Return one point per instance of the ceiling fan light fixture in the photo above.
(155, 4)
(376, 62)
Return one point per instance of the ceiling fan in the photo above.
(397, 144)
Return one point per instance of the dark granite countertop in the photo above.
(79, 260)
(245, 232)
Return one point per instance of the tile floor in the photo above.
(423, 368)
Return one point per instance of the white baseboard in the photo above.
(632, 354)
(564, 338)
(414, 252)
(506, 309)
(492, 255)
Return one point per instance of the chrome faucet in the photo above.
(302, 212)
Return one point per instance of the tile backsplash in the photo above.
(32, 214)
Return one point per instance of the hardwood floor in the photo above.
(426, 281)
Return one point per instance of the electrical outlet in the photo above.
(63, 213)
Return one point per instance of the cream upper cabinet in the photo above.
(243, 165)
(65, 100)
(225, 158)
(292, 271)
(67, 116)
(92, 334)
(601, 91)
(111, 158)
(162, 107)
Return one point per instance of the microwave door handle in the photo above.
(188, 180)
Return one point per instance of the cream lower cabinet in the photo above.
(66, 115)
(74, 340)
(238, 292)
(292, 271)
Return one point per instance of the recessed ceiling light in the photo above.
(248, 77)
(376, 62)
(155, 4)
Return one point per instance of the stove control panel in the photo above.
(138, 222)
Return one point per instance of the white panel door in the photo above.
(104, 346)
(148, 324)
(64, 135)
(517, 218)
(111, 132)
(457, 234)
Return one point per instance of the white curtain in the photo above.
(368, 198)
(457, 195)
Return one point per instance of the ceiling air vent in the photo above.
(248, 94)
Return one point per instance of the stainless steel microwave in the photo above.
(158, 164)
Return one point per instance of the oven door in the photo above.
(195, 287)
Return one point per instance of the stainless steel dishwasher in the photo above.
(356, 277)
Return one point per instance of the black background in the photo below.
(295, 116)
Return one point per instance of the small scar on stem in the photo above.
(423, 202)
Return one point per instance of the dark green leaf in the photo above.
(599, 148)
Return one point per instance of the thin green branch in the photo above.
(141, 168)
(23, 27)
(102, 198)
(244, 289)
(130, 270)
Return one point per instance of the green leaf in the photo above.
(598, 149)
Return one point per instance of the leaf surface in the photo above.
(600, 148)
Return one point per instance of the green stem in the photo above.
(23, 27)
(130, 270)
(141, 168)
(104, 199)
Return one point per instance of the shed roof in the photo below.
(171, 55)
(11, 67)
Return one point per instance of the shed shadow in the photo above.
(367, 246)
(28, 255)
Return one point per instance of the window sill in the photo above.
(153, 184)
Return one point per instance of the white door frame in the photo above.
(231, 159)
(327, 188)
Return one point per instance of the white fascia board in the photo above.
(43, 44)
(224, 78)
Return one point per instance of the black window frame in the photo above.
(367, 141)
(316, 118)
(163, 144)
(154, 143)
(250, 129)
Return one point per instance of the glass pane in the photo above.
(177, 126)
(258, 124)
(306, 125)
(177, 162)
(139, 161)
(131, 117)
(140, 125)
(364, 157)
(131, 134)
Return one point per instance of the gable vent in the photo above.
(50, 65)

####

Reproduce all of the records above, word for word and in their original order.

Return one point per instance of the ceiling fan light fixture in the photo above.
(155, 4)
(376, 62)
Return one point per instance of the ceiling fan in the photo above.
(397, 144)
Return one point per instance of the dark granite countertop in the photo above.
(79, 260)
(245, 232)
Return one point per instance of the tile floor in the photo above.
(423, 368)
Return one point per instance of the white baseboard in the photo above.
(632, 354)
(564, 338)
(414, 252)
(506, 309)
(492, 255)
Return one point per instance of the chrome faucet in the photo above.
(302, 212)
Return one point per instance of the tile backsplash in the photo above.
(32, 214)
Return one point per instance of the hardwood floor in the photo above.
(426, 281)
Return one point per instance of the electrical outlet in the photo above.
(63, 213)
Return one point per instance of the cream upper cabinet in the photo above.
(243, 165)
(65, 100)
(225, 158)
(292, 271)
(67, 116)
(92, 334)
(601, 91)
(111, 158)
(162, 107)
Return one point per instance of the microwave door handle in the photo above.
(188, 180)
Return one point per instance of the cream lower cabinet in the photo above.
(66, 115)
(74, 340)
(238, 292)
(292, 271)
Return one point per instance of the recessed ceiling light in the photo above.
(248, 77)
(376, 62)
(155, 4)
Return one point per instance of the stove control panel in the photo above.
(138, 222)
Return one point per instance of the white panel door in the photo above.
(104, 346)
(148, 324)
(64, 135)
(517, 218)
(111, 132)
(457, 234)
Return one point per instance of the white curtain in the photo above.
(368, 198)
(457, 195)
Return one point per instance of the ceiling air vent in the photo above.
(248, 94)
Return one point per instance of the stainless steel microwave in the photo above.
(158, 164)
Return one point per instance of the oven door in the photo above.
(195, 287)
Return one point per instance of the stainless steel dishwasher in the photo above.
(356, 277)
Return one point per instance of the black background in the photo below.
(295, 116)
Return one point per instance of the small scar on stem in the photo above.
(423, 202)
Return one point per instance of the dark green leaf in the photo above.
(599, 148)
Return one point per instance of the thin green branch in the photo above.
(141, 168)
(23, 27)
(102, 198)
(244, 289)
(130, 270)
Return one point per instance of the green leaf in the photo above.
(598, 149)
Return one point per instance of the leaf surface in the photo above.
(600, 148)
Return one point per instance of the green stem in the photo above.
(23, 27)
(130, 270)
(141, 168)
(104, 199)
Return one point per instance of the shed roof in the photo below.
(171, 55)
(11, 67)
Return one point per instance of the shed shadow in the photo above.
(367, 246)
(28, 255)
Return one point per instance of the window sill in the photo above.
(153, 184)
Return one point per instance of the white door frame in the photo above.
(231, 159)
(327, 188)
Return one point per instance of the white fascia board in the photo above.
(43, 44)
(224, 78)
Return one point per instance of the black window frame in the photo above.
(367, 141)
(316, 118)
(163, 144)
(154, 143)
(250, 129)
Return one point per instance of the glass pane in the photo above.
(177, 126)
(258, 124)
(306, 125)
(177, 162)
(139, 161)
(131, 117)
(140, 125)
(364, 157)
(131, 134)
Return one point per instance of the gable vent in the photo above.
(50, 65)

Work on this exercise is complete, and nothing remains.